## Direction
How many lines in the listing below contain the string "sleeve"? Case counts. Reply with the number alone.

## Dataset entries
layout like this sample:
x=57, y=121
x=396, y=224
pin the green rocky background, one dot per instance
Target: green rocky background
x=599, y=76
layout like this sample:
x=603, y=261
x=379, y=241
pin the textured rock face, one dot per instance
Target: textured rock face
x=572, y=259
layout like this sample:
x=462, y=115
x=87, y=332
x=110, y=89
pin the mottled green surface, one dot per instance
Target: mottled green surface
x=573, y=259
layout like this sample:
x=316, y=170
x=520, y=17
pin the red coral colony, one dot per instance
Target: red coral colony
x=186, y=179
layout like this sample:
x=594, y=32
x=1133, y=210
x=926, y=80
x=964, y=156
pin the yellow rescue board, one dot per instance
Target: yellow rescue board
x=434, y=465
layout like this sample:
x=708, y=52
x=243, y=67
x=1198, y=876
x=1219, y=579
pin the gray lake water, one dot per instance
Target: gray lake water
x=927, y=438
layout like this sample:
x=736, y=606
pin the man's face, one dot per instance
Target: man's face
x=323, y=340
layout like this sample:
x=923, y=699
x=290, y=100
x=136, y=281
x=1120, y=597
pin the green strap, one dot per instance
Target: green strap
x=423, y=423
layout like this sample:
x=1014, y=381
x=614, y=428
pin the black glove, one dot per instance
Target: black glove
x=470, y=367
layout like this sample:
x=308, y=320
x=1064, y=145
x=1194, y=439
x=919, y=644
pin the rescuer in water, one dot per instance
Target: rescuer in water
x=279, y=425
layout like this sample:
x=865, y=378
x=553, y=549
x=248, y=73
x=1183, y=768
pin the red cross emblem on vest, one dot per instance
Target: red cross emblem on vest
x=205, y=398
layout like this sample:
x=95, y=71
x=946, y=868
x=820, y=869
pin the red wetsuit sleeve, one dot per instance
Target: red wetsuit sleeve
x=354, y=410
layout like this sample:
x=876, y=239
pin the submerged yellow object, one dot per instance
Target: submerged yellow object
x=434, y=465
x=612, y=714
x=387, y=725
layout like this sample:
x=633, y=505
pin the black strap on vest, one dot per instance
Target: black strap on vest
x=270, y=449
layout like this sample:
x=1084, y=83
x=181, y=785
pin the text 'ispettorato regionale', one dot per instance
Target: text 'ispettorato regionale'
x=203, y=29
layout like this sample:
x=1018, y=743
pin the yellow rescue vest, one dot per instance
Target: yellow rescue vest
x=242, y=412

## Final result
2